▶ _What the task asks_
All the entries need to be quoted exactly, apart from the pictures, which you should drop.

[Dataset rows]

════════

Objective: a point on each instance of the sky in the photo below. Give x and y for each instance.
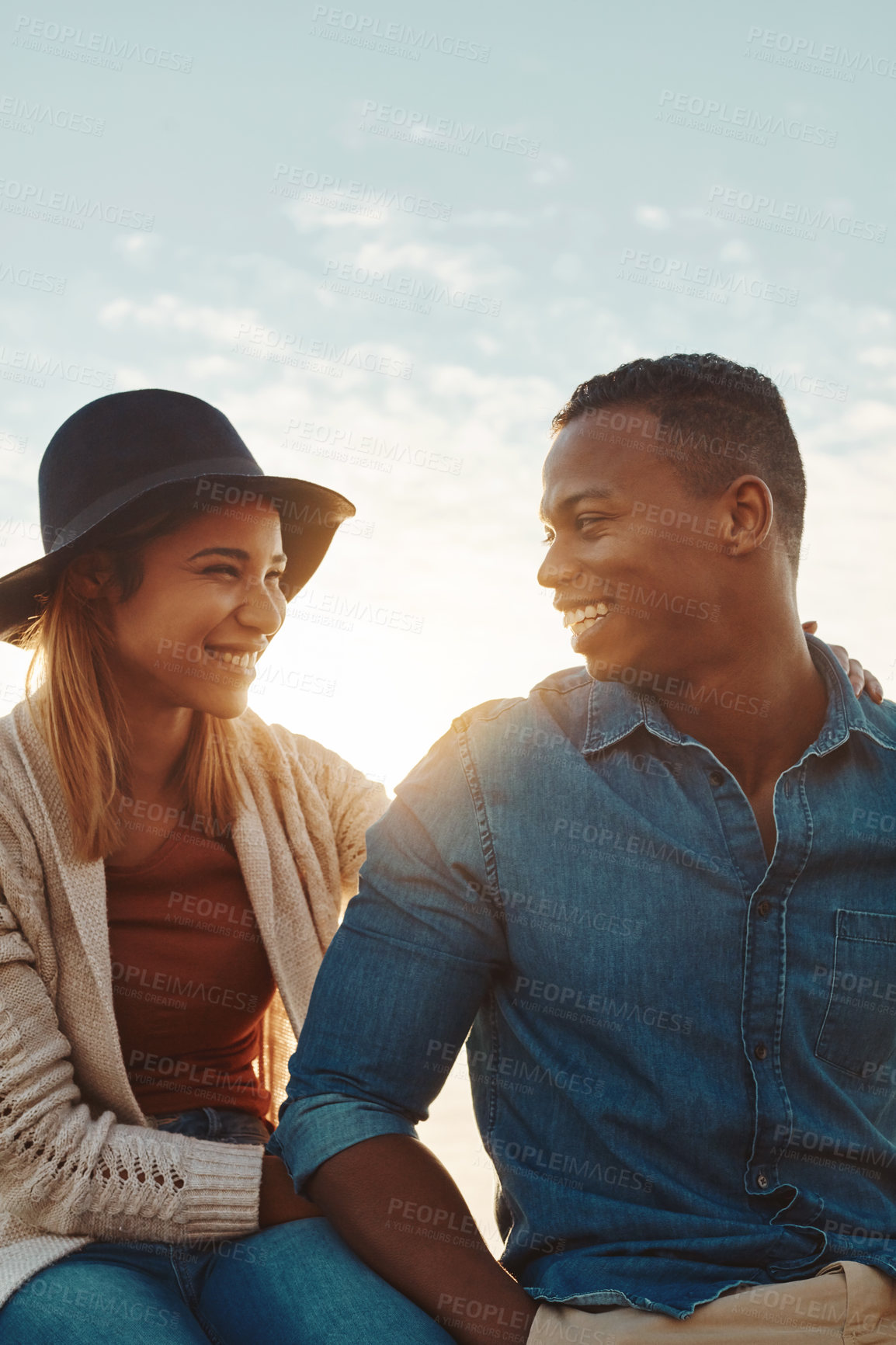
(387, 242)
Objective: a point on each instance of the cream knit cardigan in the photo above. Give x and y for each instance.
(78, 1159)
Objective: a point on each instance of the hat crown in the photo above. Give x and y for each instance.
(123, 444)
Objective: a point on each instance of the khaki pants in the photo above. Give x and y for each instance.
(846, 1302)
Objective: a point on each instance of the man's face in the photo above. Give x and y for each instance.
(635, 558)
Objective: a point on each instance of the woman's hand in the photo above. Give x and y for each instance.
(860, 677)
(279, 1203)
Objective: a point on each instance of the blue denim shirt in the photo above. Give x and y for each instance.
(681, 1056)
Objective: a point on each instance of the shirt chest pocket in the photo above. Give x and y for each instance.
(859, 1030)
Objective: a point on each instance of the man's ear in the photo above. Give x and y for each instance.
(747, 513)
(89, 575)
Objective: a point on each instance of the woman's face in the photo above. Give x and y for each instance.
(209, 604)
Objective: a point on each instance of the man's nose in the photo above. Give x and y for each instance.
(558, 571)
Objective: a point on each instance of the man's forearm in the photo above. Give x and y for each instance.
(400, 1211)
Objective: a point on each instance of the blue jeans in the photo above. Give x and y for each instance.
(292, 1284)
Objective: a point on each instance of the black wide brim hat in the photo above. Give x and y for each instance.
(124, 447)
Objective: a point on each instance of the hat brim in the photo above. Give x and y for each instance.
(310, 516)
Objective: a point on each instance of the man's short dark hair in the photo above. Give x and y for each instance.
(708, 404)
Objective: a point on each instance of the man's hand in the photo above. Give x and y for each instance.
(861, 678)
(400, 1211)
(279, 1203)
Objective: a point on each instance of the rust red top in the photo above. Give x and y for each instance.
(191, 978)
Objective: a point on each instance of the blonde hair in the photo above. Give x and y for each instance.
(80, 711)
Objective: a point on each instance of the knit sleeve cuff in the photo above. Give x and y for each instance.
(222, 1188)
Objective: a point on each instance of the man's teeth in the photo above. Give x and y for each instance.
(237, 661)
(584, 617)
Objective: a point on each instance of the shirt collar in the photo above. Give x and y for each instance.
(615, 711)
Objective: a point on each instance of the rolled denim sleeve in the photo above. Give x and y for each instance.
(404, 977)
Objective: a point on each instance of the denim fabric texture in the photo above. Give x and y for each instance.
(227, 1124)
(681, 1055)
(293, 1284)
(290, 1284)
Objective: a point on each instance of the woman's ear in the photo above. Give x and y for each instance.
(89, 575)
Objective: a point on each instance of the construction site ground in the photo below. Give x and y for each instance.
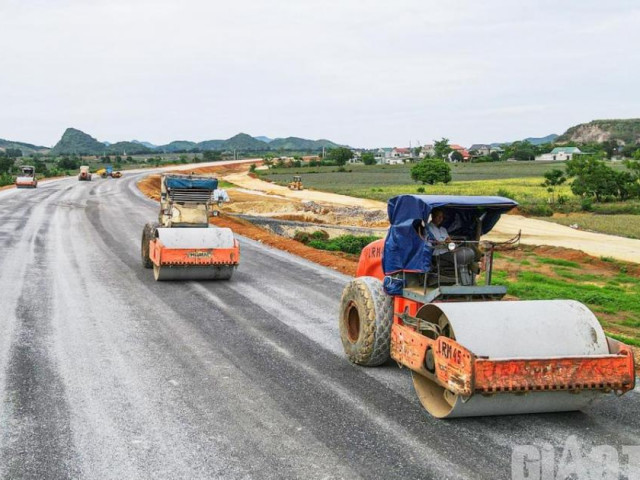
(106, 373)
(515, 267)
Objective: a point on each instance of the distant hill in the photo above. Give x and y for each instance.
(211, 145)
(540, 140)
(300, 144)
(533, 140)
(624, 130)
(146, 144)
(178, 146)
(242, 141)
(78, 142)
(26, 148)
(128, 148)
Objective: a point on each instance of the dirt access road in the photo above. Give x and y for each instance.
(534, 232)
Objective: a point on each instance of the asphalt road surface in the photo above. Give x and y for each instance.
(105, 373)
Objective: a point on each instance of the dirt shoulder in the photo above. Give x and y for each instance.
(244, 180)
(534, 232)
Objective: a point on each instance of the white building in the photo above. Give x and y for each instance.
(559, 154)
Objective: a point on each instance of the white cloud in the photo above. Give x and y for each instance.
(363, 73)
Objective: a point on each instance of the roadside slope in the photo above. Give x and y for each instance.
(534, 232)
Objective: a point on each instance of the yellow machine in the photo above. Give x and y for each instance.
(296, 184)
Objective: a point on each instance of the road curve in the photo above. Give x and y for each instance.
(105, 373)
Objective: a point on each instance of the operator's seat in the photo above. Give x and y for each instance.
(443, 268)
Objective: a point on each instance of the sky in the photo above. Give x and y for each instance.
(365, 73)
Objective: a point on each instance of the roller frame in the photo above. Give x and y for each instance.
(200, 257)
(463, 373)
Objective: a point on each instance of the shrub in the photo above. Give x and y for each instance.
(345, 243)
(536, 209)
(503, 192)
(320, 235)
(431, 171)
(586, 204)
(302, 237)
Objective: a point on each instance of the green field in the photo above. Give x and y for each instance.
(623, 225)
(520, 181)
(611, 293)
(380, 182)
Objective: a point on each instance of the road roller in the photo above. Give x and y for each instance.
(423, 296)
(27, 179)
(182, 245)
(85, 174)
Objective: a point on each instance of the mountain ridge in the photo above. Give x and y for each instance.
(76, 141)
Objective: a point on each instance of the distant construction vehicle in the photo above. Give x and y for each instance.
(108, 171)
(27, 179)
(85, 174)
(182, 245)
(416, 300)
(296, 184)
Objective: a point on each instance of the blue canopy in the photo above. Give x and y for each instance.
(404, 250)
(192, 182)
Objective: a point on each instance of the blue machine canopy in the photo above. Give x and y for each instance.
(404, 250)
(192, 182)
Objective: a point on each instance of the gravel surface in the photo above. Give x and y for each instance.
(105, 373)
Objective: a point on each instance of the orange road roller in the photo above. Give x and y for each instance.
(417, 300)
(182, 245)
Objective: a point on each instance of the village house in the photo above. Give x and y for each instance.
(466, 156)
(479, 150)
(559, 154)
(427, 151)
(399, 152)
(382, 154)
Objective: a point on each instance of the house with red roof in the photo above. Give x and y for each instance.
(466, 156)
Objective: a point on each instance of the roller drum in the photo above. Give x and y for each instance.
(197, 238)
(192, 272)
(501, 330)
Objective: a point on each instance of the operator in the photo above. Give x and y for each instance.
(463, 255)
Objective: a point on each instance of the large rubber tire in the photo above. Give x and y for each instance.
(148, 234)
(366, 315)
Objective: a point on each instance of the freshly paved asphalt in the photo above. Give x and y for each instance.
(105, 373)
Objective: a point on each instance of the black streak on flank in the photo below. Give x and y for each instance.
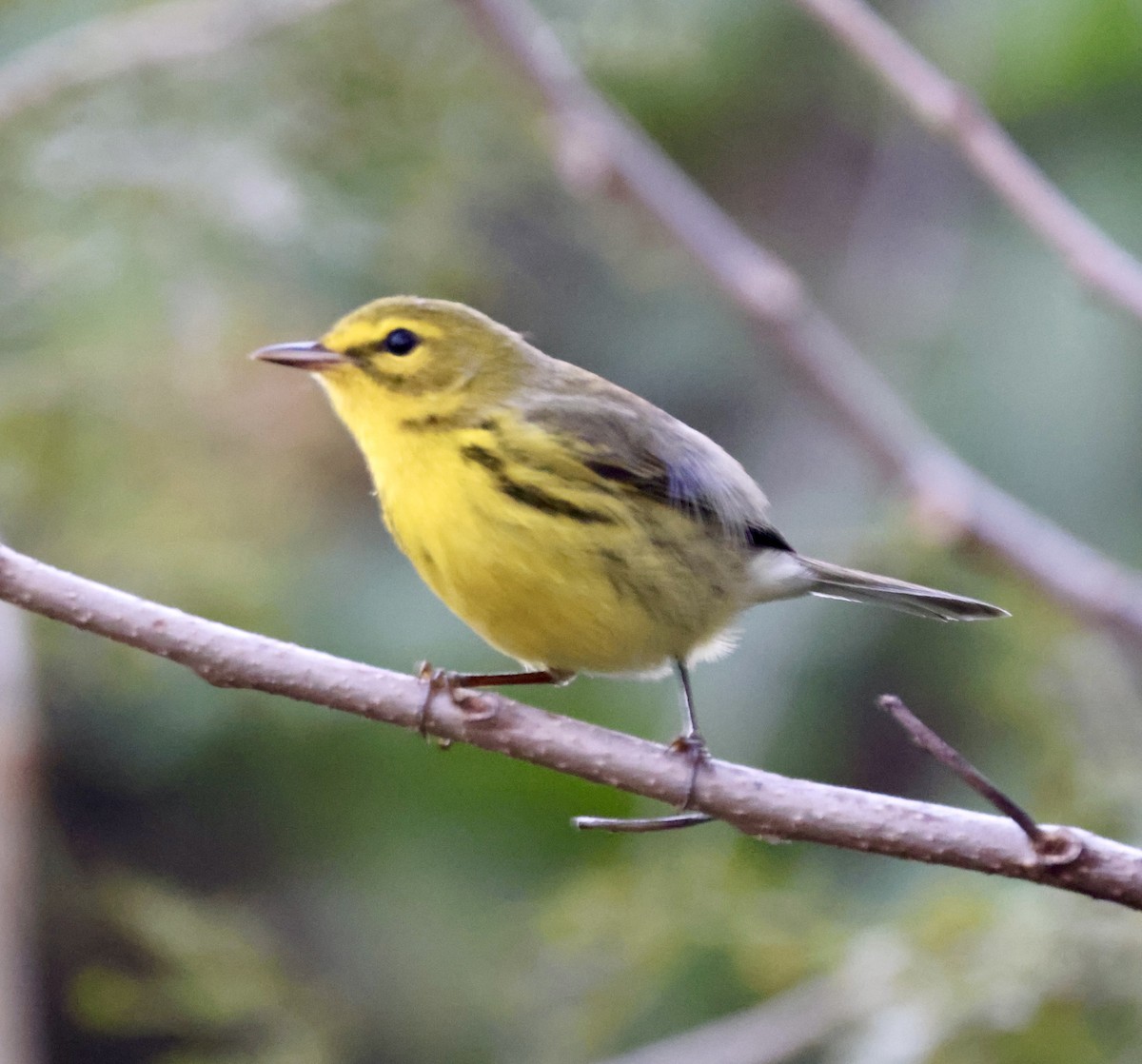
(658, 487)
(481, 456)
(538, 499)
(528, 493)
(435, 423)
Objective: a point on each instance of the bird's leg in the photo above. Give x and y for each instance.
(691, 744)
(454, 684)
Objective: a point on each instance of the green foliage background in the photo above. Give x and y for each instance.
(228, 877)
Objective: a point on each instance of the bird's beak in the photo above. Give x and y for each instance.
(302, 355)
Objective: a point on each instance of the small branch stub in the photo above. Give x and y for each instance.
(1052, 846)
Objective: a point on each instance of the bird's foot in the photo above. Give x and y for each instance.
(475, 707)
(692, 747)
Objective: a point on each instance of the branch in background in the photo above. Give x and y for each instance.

════════

▶ _Reply to the exercise_
Objective: a point on each instance of the sky in the photo below. Give x and y for each instance.
(387, 242)
Objective: a point on each instance of the cream knit cardigan in the photo above. Give x and y for each instance.
(78, 1159)
Objective: a point on each instance of the hat crown in the photo above. Give x and y for each instance.
(123, 444)
Objective: a point on each instance of the khaki pants in the photo above. Give x and y for each instance.
(846, 1302)
Objective: a point on each instance of the man's face in the photo above. Give x and y for each instance.
(635, 558)
Objective: a point on each instance of the woman's hand in the photo above. Give x and y for each instance.
(860, 677)
(279, 1203)
Objective: a point on each instance of the blue denim shirt in the photo above. Give x and y for each instance.
(681, 1056)
Objective: a point on each instance of the shirt chest pocket in the photo above. Give x and y for each instance.
(859, 1030)
Objective: a point on each instance of the man's ear in the photo above. Give x and y for each instance.
(747, 513)
(89, 575)
Objective: a point on each instance of the woman's face in the photo above. Give x and y for each instance.
(209, 604)
Objective: a point on each instance of the man's nose in the photo above. Give x and y for each instance.
(558, 571)
Objective: a point on each instance of the man's forearm in the photo above. Give x and y for each instance.
(400, 1211)
Objective: a point on each instance of the blue jeans in the photo above. Give x and y for each instance.
(292, 1284)
Objective: a point on each instance of the black wide brim hat in the photo above. Give x and y for each instance.
(124, 447)
Objective: a point on each instance of the hat brim in the photo above. Give x and y for each instance.
(310, 516)
Objective: a point on each instance of the man's short dark hair in the photo above. Give x and y for each instance.
(708, 404)
Objective: a point on each instance of the man's hand in the photo above. Give x and y for each instance.
(861, 678)
(400, 1211)
(279, 1203)
Objective: a point on each instance of the rust red top in the photo above. Give x and y for each instance.
(191, 978)
Objective: a point on each instance of the blonde hair in the photo above. Give x and y for each instance.
(80, 711)
Objective: a point on each instance of the knit sleeve cuff in the photo above. Give x and y for each instance.
(222, 1188)
Objective: a point on each instance of the man's teeth in the photo above. Give x and y for each instance.
(237, 661)
(584, 617)
Objective: a point on each instance of the shirt collar in the photo above. Give x and y for each instance.
(615, 711)
Objective: a point on each instance of the rolled denim sleeve in the photo above. Give x and y for each instance.
(404, 977)
Objective: a point on each instance of the denim fabric texture in the photo above. Give x and y for each instance.
(227, 1124)
(681, 1055)
(293, 1284)
(290, 1284)
Objective: a point on each instance of the woman's ear in the photo above. Give x and y for each instance.
(89, 575)
Objective: a point on each instance of the construction site ground in the photo below. Give x and y for each instance.
(106, 373)
(515, 267)
Objective: a point on each instance of the distant hill in the photo above. Give x and y for each instance.
(211, 145)
(540, 140)
(300, 144)
(533, 140)
(624, 130)
(146, 144)
(178, 146)
(242, 141)
(78, 142)
(26, 148)
(128, 148)
Objective: a point on each instance of the dirt access road in the photo above. Give x and y for each instance.
(534, 232)
Objective: a point on each instance of the asphalt road surface in the photo above. Give x and y for each instance.
(105, 373)
Objective: a point on each instance of the dirt shoulder in the photo above. Give x and y for each instance.
(244, 180)
(534, 232)
Objective: a point on each instance of the white building in the photo above. Give x and y for each instance.
(559, 154)
Objective: a point on each instance of the white cloud in the photo above. Give x and y for each instance.
(363, 73)
Objective: a point on each instance of the roadside slope in the photo above. Give x and y for each instance.
(534, 232)
Objective: a point on each instance of the yellow machine in the photo above. Give x and y for each instance.
(296, 184)
Objective: a point on each instance of the road curve in the photo above. Give x and y for each instance.
(105, 373)
Objective: a point on each instance of the operator's seat in the photo above. Give x and y for each instance.
(443, 268)
Objective: a point on each instance of the sky in the photo above. Give x and y for each instance.
(365, 73)
Objective: a point on each instance of the roller frame in the photo above. Give x and y for each instance.
(200, 257)
(463, 373)
Objective: a point on each instance of the shrub in the photo above. Give x and y for each instance.
(345, 243)
(536, 209)
(503, 192)
(320, 235)
(431, 171)
(586, 204)
(302, 237)
Objective: a point on each instance of the green field in the photo above. Give x and y for each instance.
(623, 225)
(520, 181)
(611, 293)
(380, 182)
Objective: a point on each instance of the road roller in the photo above. Give x and y for each instance.
(423, 296)
(27, 179)
(182, 245)
(85, 174)
Objective: a point on each instance of the mountain ridge in the photo above. Give x and y for each instance.
(76, 141)
Objective: a point on each instance of the distant construction vehicle in the photo above. Give x and y for each instance.
(108, 171)
(27, 179)
(85, 174)
(182, 245)
(416, 300)
(296, 184)
Objective: a point on each instance of the blue canopy in the photo above. Give x and y for each instance.
(404, 250)
(192, 182)
Objective: a point on each instance of the blue machine canopy in the photo above. Give x and y for each instance.
(404, 250)
(192, 182)
Objective: a point on each instance of the gravel surface in the photo above. Give x and y for each instance.
(105, 373)
Objective: a point on each instance of the orange road roller in the photo above. Give x and y for each instance.
(417, 300)
(182, 245)
Objective: a point on each instance of the village house in the photo above. Give x and y for each instance.
(466, 156)
(479, 150)
(559, 154)
(427, 151)
(399, 152)
(382, 154)
Objective: a point on each instance of the house with red roof in the photo above. Give x and y for each instance.
(466, 156)
Objective: a point on each instance of the roller drum in the photo above. Give x and y for each instance.
(197, 238)
(192, 272)
(501, 330)
Objective: a point on each instance of the operator in the photo above. Give x and y for each instance.
(463, 255)
Objective: a point on each instance of the large rubber tire in the photo above. Give x and y for each instance.
(148, 234)
(366, 315)
Objective: a point on each instance of the freshly paved asphalt in the photo above. Give x and y for each instance.
(105, 373)
Objective: a point on each instance of the black streak on flank in the photo below. Give x and y for each instance.
(658, 487)
(481, 456)
(538, 499)
(528, 493)
(435, 423)
Objective: a point on each instance of the bird's leg in the photo above. Give x and y for each instance.
(691, 744)
(454, 684)
Objective: a point on each instance of the green foliage background in the photo above. Give x and y for each instance.
(228, 877)
Objective: a point on each instance of the bird's beak in the photo above. Give x and y for each instance.
(302, 355)
Objective: a point on each instance of the small branch stub in the photo above. Give x and y for each instance.
(1052, 846)
Objective: a point on each instance of the bird's foot in the photo above. Give x and y for each instance.
(475, 707)
(692, 747)
Objective: a point on each instance of the branch in background in the photo above. Give x and y for each instance.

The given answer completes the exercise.